## Selected extract
Choice of game
I was glad to eventually see some on-field action after months of wrangling and grand-standing off the field. I relished the chance to see the one-day champions take on the Test champions. My prediction was for a close contest, with India prevailing.

Team supported
I was rooting for India.

Key performer
Quinton de Kock, AB de Villiers, JP Duminy and MS Dhoni entertained with their swashbuckling batting, but it was Dale Steyn who proved to be the destroyer-in-chief. His initial spell of four overs for a miserly five runs was hostile and accurate. He set the tone for the rest of the South African quicks, who, having drawn first blood, hunted as a pack. Steyn returned later in the game to continue to torment the Indians, running out Suresh Raina and taking three wickets including the prize scalp of Dhoni.

One thing I'd have changed about the match
I would have settled for a maiden in the 15th over, by Ryan McLaren. India lost two key wickets, including the master of the run chase, Virat Kohli.

## Task 1
Shorten the cricket match report paragraph that begins "Quinton de Kock, AB de Villiers" into a bulleted list that keeps its main facts.
## Task 2
Extend the cricket match report by writing what comes after its final sentence.
The records have no connection to the cricket match report.

## Data section
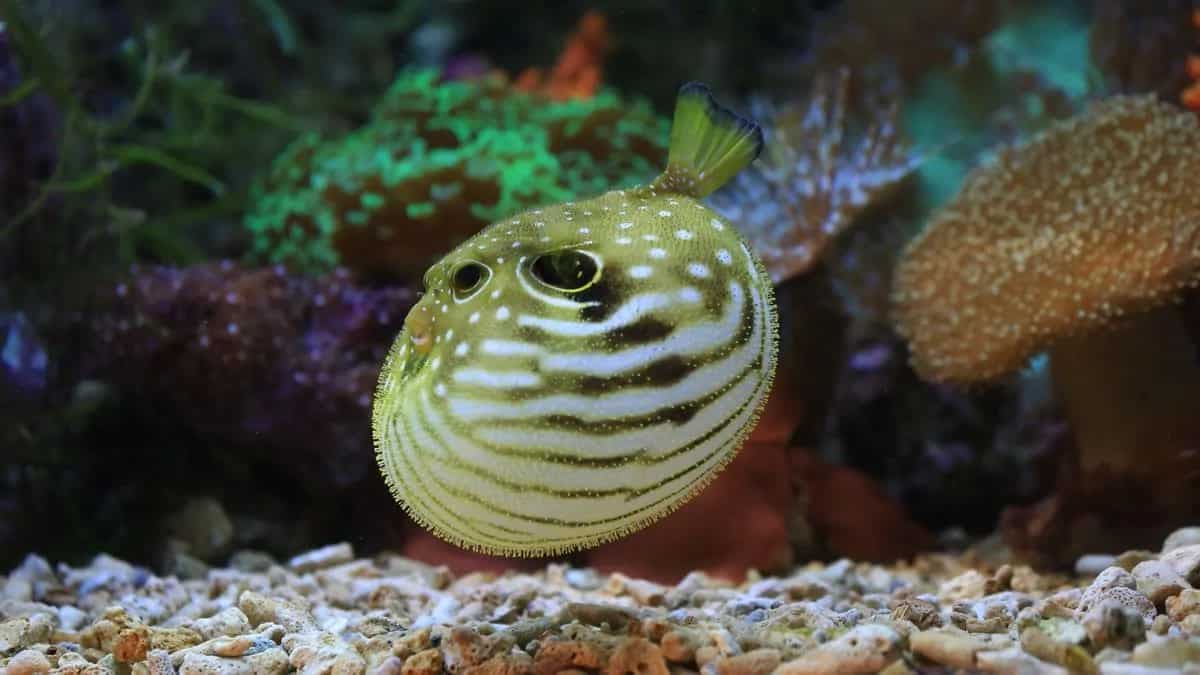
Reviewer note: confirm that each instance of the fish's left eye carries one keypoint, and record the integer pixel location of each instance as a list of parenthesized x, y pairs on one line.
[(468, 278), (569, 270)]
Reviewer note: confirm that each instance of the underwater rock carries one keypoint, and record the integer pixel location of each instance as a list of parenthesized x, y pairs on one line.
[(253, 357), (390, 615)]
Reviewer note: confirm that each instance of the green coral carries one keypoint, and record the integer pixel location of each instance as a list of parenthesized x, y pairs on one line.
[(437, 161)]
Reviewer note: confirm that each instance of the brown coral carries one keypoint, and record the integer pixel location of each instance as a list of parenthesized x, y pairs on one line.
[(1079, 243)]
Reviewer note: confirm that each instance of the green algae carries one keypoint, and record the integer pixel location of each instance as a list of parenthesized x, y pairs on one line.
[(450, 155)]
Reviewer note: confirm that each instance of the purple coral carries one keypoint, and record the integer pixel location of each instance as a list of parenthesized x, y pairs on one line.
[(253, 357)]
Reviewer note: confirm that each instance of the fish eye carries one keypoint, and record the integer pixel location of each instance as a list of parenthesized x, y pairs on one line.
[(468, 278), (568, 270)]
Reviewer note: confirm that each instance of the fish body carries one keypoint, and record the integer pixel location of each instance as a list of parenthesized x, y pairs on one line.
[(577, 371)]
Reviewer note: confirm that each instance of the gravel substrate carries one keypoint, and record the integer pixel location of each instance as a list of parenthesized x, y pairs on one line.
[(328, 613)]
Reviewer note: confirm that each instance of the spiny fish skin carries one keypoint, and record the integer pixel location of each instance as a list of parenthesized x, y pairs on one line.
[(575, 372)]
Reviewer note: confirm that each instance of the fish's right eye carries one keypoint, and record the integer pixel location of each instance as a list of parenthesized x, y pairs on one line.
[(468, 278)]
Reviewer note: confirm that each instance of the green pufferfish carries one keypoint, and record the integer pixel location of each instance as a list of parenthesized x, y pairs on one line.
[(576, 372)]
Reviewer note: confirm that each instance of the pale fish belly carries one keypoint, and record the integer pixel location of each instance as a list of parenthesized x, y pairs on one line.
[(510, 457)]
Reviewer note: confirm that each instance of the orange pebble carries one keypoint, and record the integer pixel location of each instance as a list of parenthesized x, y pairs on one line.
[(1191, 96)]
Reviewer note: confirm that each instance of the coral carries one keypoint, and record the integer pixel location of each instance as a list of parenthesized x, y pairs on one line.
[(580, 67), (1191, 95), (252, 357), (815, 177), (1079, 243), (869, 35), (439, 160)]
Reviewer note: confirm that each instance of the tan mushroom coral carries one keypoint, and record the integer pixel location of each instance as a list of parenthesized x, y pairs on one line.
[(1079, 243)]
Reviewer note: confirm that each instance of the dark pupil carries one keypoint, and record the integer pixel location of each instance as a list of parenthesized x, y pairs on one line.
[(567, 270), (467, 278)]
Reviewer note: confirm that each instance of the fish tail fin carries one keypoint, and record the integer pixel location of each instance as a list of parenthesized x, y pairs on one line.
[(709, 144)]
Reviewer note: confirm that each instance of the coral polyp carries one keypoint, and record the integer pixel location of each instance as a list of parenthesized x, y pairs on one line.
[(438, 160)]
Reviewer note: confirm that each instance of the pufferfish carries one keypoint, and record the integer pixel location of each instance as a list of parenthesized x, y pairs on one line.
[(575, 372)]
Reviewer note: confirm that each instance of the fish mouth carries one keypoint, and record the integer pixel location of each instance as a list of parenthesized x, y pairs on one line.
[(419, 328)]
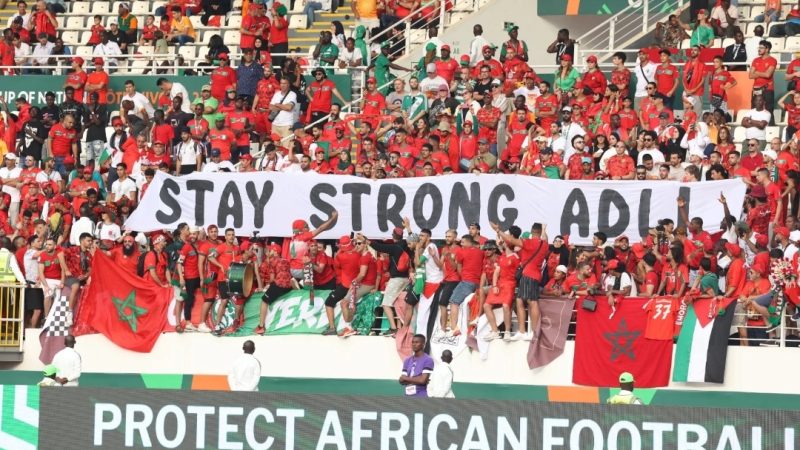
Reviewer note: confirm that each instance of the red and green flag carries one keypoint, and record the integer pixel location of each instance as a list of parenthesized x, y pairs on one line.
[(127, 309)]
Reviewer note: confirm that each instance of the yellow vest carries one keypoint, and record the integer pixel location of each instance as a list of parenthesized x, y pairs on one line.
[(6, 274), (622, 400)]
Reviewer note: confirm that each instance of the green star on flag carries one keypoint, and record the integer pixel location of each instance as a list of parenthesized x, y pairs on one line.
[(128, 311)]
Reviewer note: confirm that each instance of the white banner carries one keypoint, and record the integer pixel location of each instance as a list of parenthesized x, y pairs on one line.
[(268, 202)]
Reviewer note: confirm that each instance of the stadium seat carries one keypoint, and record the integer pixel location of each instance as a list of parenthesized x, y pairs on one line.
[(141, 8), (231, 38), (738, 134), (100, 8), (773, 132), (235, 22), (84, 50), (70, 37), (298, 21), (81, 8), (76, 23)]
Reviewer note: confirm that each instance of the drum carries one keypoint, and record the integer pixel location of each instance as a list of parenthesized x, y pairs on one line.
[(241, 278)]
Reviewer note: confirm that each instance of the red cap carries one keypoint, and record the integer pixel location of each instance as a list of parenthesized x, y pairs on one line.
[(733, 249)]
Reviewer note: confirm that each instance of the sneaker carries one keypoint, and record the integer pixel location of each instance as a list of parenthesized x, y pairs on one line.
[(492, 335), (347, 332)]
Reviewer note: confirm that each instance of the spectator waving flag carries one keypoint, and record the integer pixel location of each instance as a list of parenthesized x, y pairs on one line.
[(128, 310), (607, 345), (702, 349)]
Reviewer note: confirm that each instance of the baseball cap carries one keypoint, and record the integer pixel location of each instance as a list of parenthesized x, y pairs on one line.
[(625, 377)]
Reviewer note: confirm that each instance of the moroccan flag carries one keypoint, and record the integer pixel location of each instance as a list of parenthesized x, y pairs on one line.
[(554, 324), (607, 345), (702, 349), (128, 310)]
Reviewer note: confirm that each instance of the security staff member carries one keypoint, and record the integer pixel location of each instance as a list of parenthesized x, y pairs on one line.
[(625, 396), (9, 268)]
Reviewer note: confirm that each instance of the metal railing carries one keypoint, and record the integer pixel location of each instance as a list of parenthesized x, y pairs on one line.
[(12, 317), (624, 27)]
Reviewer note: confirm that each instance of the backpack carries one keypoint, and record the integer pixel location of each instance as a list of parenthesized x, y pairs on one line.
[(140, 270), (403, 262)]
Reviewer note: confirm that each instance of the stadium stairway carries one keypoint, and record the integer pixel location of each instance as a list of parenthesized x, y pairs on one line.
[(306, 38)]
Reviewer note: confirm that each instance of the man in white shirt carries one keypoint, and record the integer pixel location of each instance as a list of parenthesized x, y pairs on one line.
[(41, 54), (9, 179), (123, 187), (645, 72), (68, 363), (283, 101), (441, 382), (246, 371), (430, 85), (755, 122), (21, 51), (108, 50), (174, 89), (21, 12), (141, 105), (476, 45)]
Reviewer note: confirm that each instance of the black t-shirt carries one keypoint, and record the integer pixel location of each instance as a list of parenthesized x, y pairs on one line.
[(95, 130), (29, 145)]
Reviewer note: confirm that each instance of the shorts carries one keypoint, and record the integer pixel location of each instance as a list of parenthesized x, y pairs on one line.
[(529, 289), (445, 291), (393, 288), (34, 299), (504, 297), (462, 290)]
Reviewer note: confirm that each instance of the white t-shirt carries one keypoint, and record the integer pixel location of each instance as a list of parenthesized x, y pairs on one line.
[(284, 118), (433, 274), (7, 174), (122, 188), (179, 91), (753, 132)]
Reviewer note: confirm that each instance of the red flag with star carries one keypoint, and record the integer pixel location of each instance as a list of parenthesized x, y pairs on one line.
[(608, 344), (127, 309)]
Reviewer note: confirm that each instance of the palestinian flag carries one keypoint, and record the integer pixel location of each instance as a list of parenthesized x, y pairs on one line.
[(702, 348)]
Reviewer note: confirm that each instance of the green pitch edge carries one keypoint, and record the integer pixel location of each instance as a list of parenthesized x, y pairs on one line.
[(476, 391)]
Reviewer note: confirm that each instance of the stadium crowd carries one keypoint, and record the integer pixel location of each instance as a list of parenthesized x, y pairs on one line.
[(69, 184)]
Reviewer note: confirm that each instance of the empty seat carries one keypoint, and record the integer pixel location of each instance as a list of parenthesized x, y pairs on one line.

--

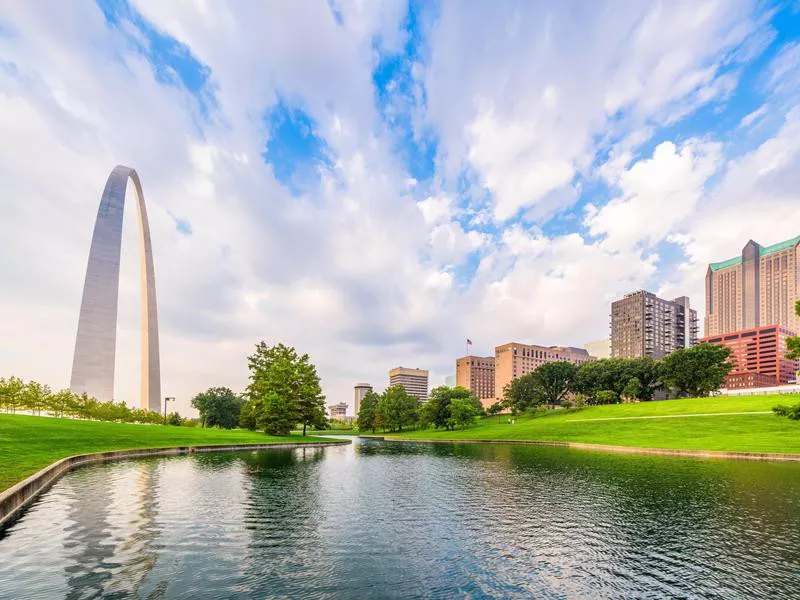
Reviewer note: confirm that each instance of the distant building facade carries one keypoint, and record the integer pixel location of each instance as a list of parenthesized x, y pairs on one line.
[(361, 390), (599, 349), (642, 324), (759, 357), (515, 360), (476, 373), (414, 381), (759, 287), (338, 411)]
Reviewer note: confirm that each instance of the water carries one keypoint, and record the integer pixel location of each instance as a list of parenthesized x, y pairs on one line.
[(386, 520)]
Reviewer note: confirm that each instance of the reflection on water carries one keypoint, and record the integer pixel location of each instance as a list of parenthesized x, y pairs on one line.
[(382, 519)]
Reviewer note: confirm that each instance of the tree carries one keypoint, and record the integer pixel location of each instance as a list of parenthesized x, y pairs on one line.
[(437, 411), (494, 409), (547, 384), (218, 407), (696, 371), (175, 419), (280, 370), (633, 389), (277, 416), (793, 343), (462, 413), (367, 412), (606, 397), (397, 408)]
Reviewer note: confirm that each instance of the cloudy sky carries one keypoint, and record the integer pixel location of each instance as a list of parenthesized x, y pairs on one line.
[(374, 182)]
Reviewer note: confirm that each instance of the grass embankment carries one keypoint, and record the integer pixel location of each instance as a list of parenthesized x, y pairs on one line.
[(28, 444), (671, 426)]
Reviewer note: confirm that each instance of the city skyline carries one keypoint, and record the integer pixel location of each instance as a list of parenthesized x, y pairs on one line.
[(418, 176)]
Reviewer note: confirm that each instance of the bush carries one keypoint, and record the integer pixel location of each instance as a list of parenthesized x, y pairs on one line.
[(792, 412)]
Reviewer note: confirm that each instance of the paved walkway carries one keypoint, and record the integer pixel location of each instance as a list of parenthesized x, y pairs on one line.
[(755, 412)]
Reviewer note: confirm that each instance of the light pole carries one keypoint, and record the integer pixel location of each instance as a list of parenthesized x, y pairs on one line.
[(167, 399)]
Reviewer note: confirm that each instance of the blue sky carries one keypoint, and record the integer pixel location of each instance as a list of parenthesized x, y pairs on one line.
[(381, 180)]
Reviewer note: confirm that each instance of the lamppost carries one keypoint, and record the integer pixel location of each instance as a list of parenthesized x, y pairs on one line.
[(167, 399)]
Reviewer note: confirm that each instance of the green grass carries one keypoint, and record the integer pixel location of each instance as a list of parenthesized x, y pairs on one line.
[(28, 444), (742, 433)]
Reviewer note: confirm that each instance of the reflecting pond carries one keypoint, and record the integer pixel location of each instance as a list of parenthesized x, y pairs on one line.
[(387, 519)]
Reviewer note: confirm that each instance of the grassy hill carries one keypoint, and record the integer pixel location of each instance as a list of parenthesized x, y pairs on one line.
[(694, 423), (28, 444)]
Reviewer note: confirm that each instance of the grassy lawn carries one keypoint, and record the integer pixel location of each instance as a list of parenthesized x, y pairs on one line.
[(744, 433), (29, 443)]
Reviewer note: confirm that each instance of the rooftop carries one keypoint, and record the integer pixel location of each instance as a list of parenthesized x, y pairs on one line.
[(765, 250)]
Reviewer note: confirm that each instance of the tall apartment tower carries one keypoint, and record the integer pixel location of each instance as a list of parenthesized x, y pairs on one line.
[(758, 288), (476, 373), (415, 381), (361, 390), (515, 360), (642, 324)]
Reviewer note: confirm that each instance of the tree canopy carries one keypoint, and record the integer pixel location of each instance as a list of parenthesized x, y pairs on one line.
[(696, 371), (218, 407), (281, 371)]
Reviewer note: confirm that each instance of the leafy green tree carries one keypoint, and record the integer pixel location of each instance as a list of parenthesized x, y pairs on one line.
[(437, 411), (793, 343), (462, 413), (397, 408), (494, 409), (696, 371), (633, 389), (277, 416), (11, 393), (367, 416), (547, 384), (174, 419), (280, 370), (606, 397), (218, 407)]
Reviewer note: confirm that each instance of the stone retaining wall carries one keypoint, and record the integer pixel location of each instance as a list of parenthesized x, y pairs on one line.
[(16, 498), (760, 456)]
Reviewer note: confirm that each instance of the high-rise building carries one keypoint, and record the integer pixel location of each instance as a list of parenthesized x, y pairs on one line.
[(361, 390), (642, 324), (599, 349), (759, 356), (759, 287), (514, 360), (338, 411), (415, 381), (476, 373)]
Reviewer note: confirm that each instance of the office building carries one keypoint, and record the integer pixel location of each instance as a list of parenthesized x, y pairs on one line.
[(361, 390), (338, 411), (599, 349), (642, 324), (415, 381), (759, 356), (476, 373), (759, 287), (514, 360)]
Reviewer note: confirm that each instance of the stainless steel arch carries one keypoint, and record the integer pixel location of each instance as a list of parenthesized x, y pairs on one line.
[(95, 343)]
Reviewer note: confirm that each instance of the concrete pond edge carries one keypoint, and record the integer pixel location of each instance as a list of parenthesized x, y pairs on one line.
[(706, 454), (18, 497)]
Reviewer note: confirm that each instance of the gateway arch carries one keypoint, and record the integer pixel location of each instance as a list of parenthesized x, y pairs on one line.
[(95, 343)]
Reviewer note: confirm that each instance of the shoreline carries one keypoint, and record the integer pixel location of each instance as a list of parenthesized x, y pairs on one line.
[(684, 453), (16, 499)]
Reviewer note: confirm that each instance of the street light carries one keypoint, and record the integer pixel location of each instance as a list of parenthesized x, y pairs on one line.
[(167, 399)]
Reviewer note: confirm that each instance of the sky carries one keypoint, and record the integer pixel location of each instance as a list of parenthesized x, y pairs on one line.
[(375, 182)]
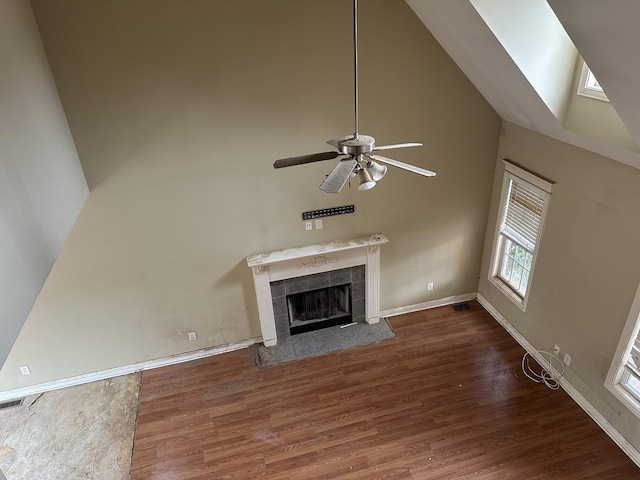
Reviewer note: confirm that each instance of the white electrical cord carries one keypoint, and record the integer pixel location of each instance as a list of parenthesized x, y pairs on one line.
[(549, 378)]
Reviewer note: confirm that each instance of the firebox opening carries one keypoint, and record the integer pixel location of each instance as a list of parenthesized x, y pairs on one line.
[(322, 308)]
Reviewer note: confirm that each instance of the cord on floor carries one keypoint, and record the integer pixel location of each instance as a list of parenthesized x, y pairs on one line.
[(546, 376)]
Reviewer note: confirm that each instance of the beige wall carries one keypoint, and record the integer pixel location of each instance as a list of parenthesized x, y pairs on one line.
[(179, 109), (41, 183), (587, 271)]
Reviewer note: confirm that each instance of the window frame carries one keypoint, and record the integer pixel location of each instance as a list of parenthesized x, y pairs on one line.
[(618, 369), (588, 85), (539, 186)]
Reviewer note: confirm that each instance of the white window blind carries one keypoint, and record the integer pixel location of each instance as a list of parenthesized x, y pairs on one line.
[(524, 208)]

==

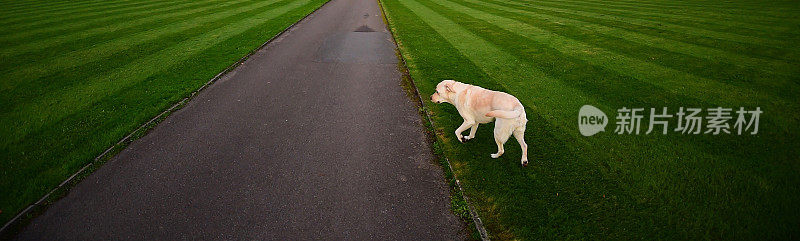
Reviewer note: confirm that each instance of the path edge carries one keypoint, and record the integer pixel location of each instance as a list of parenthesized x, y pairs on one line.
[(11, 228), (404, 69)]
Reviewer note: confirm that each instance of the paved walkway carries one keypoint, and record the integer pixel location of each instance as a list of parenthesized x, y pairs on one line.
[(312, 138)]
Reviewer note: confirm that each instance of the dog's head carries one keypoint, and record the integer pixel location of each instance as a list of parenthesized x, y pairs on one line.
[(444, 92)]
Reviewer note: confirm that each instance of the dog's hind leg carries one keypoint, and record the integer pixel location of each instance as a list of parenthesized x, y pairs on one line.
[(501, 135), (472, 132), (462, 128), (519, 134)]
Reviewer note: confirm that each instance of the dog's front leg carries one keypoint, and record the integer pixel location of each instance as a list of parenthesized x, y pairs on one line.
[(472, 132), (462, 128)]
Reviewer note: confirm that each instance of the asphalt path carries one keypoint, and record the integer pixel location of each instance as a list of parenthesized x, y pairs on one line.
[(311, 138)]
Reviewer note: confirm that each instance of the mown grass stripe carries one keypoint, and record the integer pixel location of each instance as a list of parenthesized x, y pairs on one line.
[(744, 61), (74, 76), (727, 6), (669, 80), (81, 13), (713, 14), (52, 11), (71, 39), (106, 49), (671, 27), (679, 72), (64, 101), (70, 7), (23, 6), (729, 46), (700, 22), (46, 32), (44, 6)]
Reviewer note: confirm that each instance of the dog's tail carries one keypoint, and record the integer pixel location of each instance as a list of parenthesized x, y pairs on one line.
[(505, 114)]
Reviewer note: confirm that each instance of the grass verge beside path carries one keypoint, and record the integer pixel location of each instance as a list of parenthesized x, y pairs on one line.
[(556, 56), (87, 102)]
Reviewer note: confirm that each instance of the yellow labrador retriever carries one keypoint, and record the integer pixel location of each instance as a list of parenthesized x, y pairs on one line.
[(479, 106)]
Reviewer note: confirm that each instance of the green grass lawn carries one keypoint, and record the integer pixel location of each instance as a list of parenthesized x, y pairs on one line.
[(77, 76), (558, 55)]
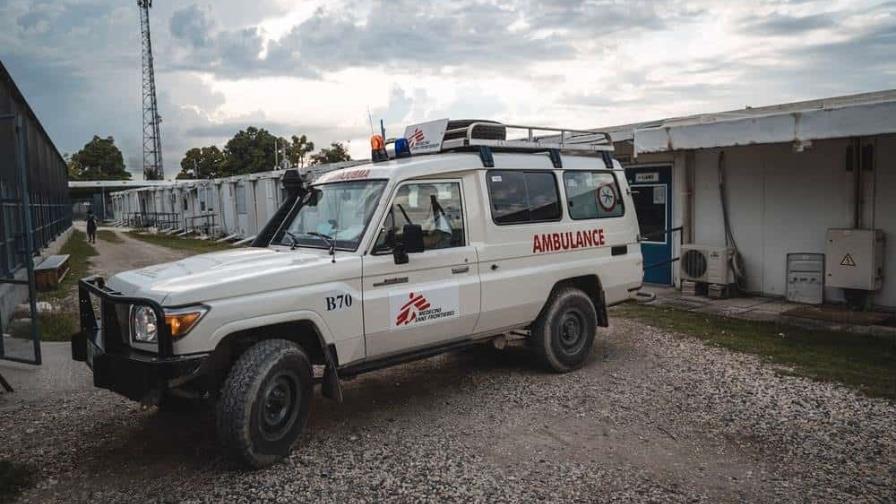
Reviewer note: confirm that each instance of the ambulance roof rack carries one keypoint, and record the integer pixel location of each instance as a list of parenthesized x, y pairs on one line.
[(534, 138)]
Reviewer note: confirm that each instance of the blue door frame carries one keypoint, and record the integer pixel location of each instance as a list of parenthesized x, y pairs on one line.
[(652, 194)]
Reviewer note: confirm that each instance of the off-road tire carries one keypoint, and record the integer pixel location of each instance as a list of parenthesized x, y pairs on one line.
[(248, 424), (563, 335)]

## Reply 1
- Quinton de Kock, AB de Villiers, JP Duminy and MS Dhoni batted entertainingly, but Dale Steyn was the destroyer-in-chief.
- Steyn's first spell of four overs cost only five runs and was hostile and accurate.
- He set the tone for the other South African quicks, who hunted as a pack.
- He came back later to run out Suresh Raina and take three wickets, including Dhoni's.

## Reply 2
Face-off I relished
Steyn v Kohli. Kohli scored 11 off 11 balls from Steyn, including two stylish boundaries and a half-hearted appeal. This, however, proved to be an appetiser with no main course as Steyn was taken off.

Wow moment
Hashim Amla's dismissal in the 30th over precipitated an inspiring sea of Indian flags.

Close encounter
Kohli, McLaren and Lonwabo Tsotsobe fielded at fine leg. They all attracted hordes of autograph and photograph hunters, with Kohli being the major drawcard, especially amongst the female fans. McLaren was considerate and obliged the fans, not only between overs but also between deliveries.

Shot of the day
In the 33rd over, R Ashwin dispatched Tsotsobe's second ball to the midwicket boundary. This evoked a thunderous applause from the die-hard Indian fans hoping for a late onslaught.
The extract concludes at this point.